- _Directions_
Quote all of the material below verbatim, but omit the pictures.

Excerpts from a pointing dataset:
--- --- ---
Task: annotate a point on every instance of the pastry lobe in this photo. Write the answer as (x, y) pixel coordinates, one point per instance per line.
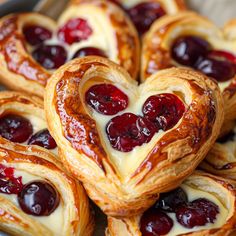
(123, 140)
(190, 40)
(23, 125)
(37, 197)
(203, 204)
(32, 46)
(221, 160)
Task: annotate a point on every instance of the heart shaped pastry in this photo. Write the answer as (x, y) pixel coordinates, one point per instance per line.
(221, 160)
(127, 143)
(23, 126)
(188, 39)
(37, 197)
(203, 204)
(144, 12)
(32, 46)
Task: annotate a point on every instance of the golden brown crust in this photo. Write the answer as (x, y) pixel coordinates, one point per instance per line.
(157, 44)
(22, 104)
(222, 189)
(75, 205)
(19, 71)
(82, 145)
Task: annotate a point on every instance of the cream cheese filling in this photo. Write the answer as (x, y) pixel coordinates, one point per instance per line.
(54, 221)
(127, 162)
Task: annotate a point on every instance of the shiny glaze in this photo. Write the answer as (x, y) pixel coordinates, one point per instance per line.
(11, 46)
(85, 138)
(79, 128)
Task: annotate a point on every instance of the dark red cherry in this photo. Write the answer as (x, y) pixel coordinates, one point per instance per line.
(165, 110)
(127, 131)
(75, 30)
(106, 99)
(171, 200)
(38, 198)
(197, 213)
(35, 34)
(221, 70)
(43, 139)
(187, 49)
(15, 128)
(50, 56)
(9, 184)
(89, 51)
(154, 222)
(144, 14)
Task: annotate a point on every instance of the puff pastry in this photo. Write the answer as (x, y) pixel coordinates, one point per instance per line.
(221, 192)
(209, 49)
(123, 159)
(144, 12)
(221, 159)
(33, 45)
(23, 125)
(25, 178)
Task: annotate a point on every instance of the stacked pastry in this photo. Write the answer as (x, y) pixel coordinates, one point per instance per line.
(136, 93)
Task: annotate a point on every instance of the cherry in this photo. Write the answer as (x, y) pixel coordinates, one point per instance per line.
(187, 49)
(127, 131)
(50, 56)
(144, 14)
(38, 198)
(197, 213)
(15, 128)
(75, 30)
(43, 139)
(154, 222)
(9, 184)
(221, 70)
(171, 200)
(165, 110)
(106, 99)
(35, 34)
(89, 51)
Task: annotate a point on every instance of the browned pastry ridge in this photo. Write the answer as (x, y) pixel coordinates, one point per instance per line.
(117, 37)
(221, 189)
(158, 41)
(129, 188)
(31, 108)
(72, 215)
--- --- ---
- _Exercise solution_
Task: annotate a point on every instance of the pastry lobe in this photo. Write the answer as (x, y) pixel coordinates, one point per instance per line.
(123, 140)
(190, 40)
(23, 125)
(37, 197)
(203, 204)
(32, 46)
(221, 160)
Task: annotate a point on every instance of the heart shaped pastry in this photo. Write the answer as (x, y) pixel coordinates, one point per instance per line.
(221, 160)
(127, 143)
(23, 126)
(188, 39)
(37, 197)
(203, 204)
(144, 12)
(32, 46)
Task: annotate a point on every instance of the golden brown crust in this photo. Write the answer as (x, y) pixel coordinates, one point per instance per line.
(157, 44)
(22, 104)
(222, 189)
(75, 205)
(19, 71)
(82, 145)
Task: annotate a point on every instance of the cream cheese filling in this photo. Write the answer as (x, y) pixel coordinates, one point per instance per line.
(54, 221)
(127, 162)
Task: annotate a point on every instance of the shiny glaze in this photo. Write the answer as (x, y) pixel coordinates, one point per instance per line.
(11, 46)
(85, 138)
(79, 128)
Task: annotate a point on every instance of the dark red cherry in this photo. Write the answer as (x, y) pixel coordinates, one point per instance per line.
(165, 110)
(127, 131)
(75, 30)
(106, 99)
(171, 200)
(38, 198)
(197, 213)
(35, 34)
(221, 70)
(43, 139)
(187, 49)
(15, 128)
(50, 56)
(9, 184)
(89, 51)
(154, 222)
(144, 14)
Task: annotate a point on every instance of the puff pastry in this photo. Write the answer as (x, y) pixel coordinates, one point per instance per line.
(221, 192)
(209, 49)
(123, 159)
(144, 12)
(221, 159)
(33, 45)
(23, 125)
(25, 178)
Task: annotate a point on every instance of the stacked pastry in this photo. Write the answer as (x, y) pixel coordinates, one point per instance per line.
(136, 93)
Task: annotate a point on every instance of the cherry in this photo. Write the answer as (x, y) pixel coordinates, one point per instance per line.
(187, 49)
(127, 131)
(50, 56)
(144, 14)
(38, 198)
(197, 213)
(15, 128)
(75, 30)
(43, 139)
(154, 222)
(9, 184)
(221, 70)
(171, 200)
(165, 110)
(106, 99)
(35, 34)
(89, 51)
Task: annotate a point on every instance of the browned pastry ridge in this photo. Write the answer as (x, y) pixel coordinates, one point per instance per line.
(117, 37)
(221, 189)
(158, 41)
(129, 188)
(31, 108)
(72, 215)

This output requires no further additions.